◆ Problem to solve
Can you copy every one of the lines below word for word, leaving the pictures out?

-- BEGIN --

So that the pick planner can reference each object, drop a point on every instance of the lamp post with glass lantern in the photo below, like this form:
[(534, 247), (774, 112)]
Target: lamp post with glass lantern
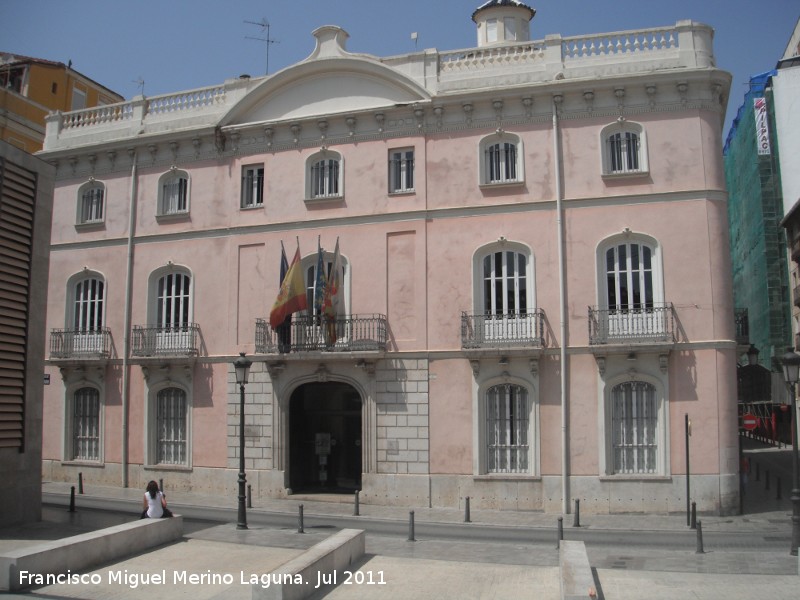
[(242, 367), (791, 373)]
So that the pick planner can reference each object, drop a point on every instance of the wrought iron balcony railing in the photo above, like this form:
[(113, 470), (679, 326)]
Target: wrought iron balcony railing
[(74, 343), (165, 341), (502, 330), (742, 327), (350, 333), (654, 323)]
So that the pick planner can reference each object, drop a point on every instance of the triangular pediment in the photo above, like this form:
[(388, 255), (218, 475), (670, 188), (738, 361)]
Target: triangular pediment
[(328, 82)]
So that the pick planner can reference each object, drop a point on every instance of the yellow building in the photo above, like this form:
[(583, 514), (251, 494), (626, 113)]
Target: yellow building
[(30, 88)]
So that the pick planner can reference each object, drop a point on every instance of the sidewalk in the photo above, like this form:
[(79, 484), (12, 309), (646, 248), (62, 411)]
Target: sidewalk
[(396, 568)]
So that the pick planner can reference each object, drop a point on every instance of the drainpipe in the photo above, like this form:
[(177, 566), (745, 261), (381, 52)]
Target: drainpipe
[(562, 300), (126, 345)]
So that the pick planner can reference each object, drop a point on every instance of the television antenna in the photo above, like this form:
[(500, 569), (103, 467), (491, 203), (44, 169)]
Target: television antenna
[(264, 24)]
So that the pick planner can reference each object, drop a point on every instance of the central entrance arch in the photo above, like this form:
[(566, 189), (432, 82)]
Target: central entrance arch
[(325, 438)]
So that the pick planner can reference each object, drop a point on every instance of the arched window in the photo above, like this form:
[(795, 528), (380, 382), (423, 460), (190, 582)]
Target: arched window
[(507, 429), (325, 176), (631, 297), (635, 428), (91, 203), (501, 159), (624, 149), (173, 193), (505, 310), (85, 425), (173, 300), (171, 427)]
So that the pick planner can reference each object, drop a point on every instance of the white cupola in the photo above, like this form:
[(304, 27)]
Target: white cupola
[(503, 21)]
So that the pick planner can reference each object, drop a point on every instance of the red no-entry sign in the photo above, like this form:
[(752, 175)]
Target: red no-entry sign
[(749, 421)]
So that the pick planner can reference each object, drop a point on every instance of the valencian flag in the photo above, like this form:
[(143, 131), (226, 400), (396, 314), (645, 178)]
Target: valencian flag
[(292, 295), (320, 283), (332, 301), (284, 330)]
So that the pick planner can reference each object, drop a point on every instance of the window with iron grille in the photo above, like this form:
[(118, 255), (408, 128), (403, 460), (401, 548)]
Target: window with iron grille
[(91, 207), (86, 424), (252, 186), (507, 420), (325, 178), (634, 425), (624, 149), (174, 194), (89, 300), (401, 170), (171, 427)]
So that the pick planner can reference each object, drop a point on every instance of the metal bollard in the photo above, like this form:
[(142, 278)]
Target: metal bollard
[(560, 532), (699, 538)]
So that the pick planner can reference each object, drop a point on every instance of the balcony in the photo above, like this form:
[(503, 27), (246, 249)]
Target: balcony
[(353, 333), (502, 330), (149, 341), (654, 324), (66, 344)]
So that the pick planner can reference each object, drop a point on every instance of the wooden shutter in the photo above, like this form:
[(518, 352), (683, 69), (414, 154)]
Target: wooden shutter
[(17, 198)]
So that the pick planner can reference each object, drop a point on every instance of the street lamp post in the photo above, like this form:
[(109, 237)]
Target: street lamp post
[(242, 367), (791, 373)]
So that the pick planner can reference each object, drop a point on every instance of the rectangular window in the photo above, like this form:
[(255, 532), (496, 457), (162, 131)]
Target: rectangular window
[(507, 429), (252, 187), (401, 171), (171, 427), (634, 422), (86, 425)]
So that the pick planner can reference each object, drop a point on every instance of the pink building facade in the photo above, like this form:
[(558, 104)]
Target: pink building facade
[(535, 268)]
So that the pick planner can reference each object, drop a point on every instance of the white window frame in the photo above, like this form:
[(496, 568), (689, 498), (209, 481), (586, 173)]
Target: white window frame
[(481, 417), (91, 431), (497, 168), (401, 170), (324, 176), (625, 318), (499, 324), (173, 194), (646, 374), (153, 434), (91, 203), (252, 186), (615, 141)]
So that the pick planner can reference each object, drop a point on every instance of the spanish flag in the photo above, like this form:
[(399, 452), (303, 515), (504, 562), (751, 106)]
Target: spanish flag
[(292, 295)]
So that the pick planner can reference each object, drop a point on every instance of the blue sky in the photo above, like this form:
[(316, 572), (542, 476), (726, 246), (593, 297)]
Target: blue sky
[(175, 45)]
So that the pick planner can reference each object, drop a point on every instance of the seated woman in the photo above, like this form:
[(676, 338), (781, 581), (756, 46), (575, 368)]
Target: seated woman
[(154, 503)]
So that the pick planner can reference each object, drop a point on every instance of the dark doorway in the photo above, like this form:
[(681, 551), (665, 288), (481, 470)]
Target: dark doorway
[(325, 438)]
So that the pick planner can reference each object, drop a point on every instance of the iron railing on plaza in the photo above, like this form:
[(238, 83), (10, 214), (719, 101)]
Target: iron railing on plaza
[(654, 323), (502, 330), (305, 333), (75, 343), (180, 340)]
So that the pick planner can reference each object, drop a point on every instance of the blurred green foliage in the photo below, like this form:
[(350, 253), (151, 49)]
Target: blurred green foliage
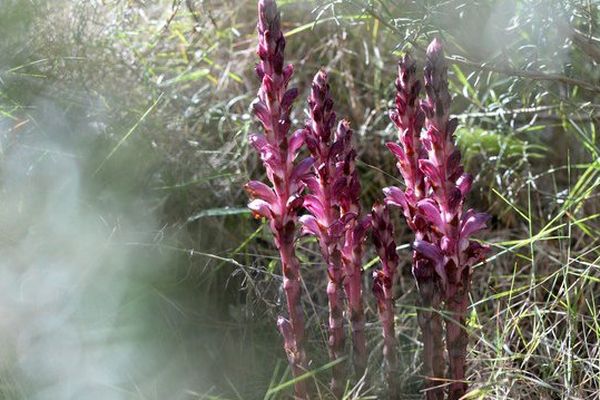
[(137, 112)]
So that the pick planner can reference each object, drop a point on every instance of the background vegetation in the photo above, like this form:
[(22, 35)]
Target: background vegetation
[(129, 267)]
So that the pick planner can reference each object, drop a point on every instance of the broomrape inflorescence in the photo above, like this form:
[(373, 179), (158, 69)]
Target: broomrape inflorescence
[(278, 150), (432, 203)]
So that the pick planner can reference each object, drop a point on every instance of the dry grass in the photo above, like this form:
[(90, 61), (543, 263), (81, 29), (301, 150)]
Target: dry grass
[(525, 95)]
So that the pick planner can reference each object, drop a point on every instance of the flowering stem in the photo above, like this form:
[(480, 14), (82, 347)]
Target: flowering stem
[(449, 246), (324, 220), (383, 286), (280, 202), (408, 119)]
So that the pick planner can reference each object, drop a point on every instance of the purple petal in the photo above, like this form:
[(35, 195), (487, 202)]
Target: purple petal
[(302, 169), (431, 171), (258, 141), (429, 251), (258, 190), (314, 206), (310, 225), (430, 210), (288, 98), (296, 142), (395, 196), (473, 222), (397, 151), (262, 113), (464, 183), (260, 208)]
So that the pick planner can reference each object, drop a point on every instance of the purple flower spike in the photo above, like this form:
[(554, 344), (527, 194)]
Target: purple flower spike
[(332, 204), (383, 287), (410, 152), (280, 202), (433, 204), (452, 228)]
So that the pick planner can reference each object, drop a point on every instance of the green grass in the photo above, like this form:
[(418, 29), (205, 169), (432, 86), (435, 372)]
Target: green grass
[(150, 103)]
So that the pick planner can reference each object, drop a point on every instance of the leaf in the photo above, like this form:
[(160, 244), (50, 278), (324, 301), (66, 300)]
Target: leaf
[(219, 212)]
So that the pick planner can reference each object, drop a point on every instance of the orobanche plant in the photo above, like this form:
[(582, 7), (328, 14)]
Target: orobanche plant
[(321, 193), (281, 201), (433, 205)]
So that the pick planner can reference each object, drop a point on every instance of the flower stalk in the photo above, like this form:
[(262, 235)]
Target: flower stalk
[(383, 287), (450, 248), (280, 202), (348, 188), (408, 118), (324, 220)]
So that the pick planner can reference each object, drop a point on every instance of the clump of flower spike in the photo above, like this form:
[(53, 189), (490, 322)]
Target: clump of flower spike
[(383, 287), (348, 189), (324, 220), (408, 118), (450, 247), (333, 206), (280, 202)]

-- END --

◆ Answer to the task
So that the pick planner can reference each object, drop a point on every instance of the lamp post with glass lantern in the photo below, like this form:
[(534, 247), (774, 112)]
Target: lamp post with glass lantern
[(242, 367), (791, 373)]
So that the pick planner can reference each object, drop a point on every instance of the wrought iron balcony railing in the photo above, like this form:
[(113, 470), (679, 326)]
Target: wrought iron balcony railing
[(74, 343), (165, 341), (502, 330), (742, 327), (350, 333), (654, 323)]
So that the pick planner can reference each object, drop a point on every instance of the triangular pediment in the photo above, like this form:
[(388, 255), (218, 475), (670, 188), (738, 361)]
Target: triangular pediment
[(328, 82)]
So that the pick planner can reference each object, drop a point on every instance of the yellow building in the photo above, like this form:
[(583, 514), (251, 494), (626, 113)]
Target: yellow building
[(30, 88)]
So that the pick planner can reference each object, drop a point on every instance of the sidewalk in the photo above, like this form:
[(79, 484), (12, 309), (646, 248), (62, 411)]
Target: sidewalk
[(396, 568)]
So that the pick planner can reference each object, drop a point on every instance of the drainpipe in the photo above, like this form:
[(177, 566), (745, 261), (381, 52)]
Target: drainpipe
[(562, 300), (126, 345)]
So that the pick planner can reference each object, drop a point on every instance of the television antenna in the photo above, like this form:
[(500, 569), (103, 467), (491, 203), (44, 169)]
Target: television antenna
[(264, 24)]
So that the pick planner can reference each object, drop a point on every instance of the central entrance arch in the photo above, like this form:
[(566, 189), (432, 82)]
Target: central entrance arch
[(325, 438)]
So that the pick planner can reference each object, drop a point on every instance of the arched window in the photo above, like this form:
[(795, 528), (380, 382), (423, 460), (190, 582)]
Target: arched window
[(507, 429), (325, 176), (631, 297), (635, 428), (91, 203), (501, 159), (624, 149), (173, 193), (505, 310), (85, 425), (173, 300), (171, 427)]
So that the pick planner can reference each object, drop a point on every instance of the white cupola in the photo above, like this form:
[(304, 27)]
Target: white cupola
[(503, 21)]
So that the pick planner can reference each object, drop a point on every instance of the red no-entry sign in the photo above, like this form:
[(752, 175)]
Target: red no-entry sign
[(749, 421)]
So that the pick planner can reference each object, drop a point on every instance of the valencian flag in the photo above, like this form:
[(143, 131), (226, 400), (396, 314), (645, 178)]
Target: valencian flag
[(292, 295), (320, 283), (332, 301), (284, 330)]
So that the pick planner can reference each object, drop a point on every instance of the window with iron grille in the photo above, like this form:
[(118, 255), (408, 128), (403, 460), (401, 548)]
Target: window with iron grille
[(91, 207), (86, 424), (252, 186), (507, 420), (325, 178), (634, 425), (624, 149), (174, 194), (89, 300), (401, 170), (171, 427)]
So that the pick planner can reference each object, drop a point on every instance of the metal bollard in the photo above, like this form:
[(142, 278)]
Target: metal bollard
[(560, 532), (699, 538)]
So that the pick planner can reference each object, drop a point on every instance of the balcony in the photo above, like this form:
[(503, 27), (246, 249)]
Target: balcony
[(353, 333), (502, 330), (149, 341), (654, 324), (66, 344)]
So that the pick planner can reference each object, drop a point on every instance of the wooden shutter in the photo above, like this form:
[(518, 352), (683, 69), (414, 154)]
Target: wooden shutter
[(17, 198)]
So that the pick planner can reference each object, drop a point on every instance of the street lamp post in the photo above, like this form:
[(109, 237)]
Target: street lamp post
[(242, 367), (791, 373)]
So that the pick planner can reference each object, drop a point on every instance of the rectangular window in the photo above, like this form:
[(255, 532), (496, 457), (162, 131)]
Target: rectangular window
[(507, 429), (252, 187), (401, 171), (171, 427), (634, 422), (86, 425)]
So that the pick planner can reference each object, drop a point on every instance of the pink building facade in the photo above, like this form:
[(558, 104)]
Target: pink building facade
[(535, 268)]
So that the pick planner can reference each object, drop a point on every instance of the white window frame in the photo above, like this form:
[(496, 568), (689, 498), (209, 481), (586, 173)]
Target: white window frame
[(481, 417), (91, 431), (497, 168), (401, 170), (324, 176), (625, 318), (499, 324), (173, 194), (646, 374), (153, 434), (91, 203), (252, 186), (615, 141)]
So that the pick planner can reference each object, drop a point on every instance of the spanish flag in the photo above, like this form:
[(399, 452), (303, 515), (504, 562), (751, 106)]
Target: spanish flag
[(292, 295)]
So that the pick planner can reference each object, drop a point on every instance of the blue sky in the photo above, like this form:
[(316, 572), (542, 476), (726, 246), (593, 297)]
Target: blue sky
[(175, 45)]
So that the pick planner can reference each object, drop a point on every instance of the seated woman in the photo above, like this form:
[(676, 338), (781, 581), (756, 46), (575, 368)]
Target: seated woman
[(154, 503)]
So that the pick planner can reference each object, drop a point on every instance of the dark doorway in the photo above, like this form:
[(681, 551), (665, 288), (481, 470)]
Target: dark doorway
[(325, 438)]
So that the pick planner can reference each object, drop a point on every instance of the iron railing on plaza in the photo above, like this form:
[(238, 83), (10, 214), (719, 101)]
Target: iron railing on plaza
[(654, 323), (502, 330), (305, 333), (75, 343), (180, 340)]
So that the pick planner can reference each object, drop a point on every instance of the blurred green foliage in the photo below, like this form:
[(350, 253), (151, 49)]
Target: blurred green foliage
[(137, 112)]
So that the pick planner can reference each object, drop a point on every instance of the background vegetation in the photo above, like this form:
[(22, 35)]
Target: background vegetation
[(129, 267)]
So that the pick planner can reference each object, drop a point on every instance of the broomrape inflorescence in the photo above, like this form:
[(373, 179), (158, 69)]
Target: broomrape inflorescence
[(278, 150), (432, 203)]
So that the pick planner can reference each object, drop a point on every instance of the dry grass in the photo above, like this form:
[(90, 61), (543, 263), (81, 29), (301, 150)]
Target: dry grass
[(525, 95)]
So that the pick planner can reference each object, drop a point on every instance of the flowering stem in the photo above, like this form:
[(480, 14), (82, 347)]
Target: flowering stem
[(449, 246), (324, 220), (383, 286), (280, 202), (408, 119)]
So that the pick planner can reference each object, drop a point on every instance of the purple petal in the photo above, like this form:
[(35, 195), (487, 202)]
Target: purple petal
[(302, 169), (431, 171), (258, 141), (429, 251), (258, 190), (314, 206), (310, 225), (430, 210), (288, 98), (296, 142), (395, 196), (473, 222), (397, 151), (262, 113), (464, 183), (260, 208)]
So that the pick planner can reference each object, drop a point on every instance of the purple flower spike in the photo above, like this form:
[(554, 344), (527, 194)]
Target: purple flower spike
[(332, 204), (383, 287), (410, 152), (280, 202), (433, 204), (452, 228)]
So that the pick planner can reference each object, drop a point on every instance of the green grass in the photo above, like this form:
[(418, 29), (205, 169), (432, 86), (435, 372)]
Target: green grass
[(150, 103)]
So that the pick planner can reference each object, drop a point on every instance of the leaf in the photo above, like this form:
[(160, 244), (50, 278), (324, 301), (66, 300)]
Target: leaf
[(219, 212)]
So that the pick planner can reference each object, drop a point on every instance of the orobanche plant in the photo above, like this form:
[(582, 7), (328, 14)]
Target: orobanche plant
[(321, 193), (281, 201), (433, 205)]
So that the pick planner can reference each object, drop a point on every instance of the flower stalk in the photo above, like this form:
[(262, 235)]
Target: flower stalk
[(383, 287), (450, 248), (280, 202), (348, 188), (408, 118), (324, 220)]
So that the pick planner can reference each object, drop a point on every instance of the clump of flower spike in the photo above, like this form:
[(53, 189), (490, 322)]
Target: clump of flower spike
[(383, 287), (348, 189), (324, 220), (408, 118), (450, 247), (333, 206), (280, 202)]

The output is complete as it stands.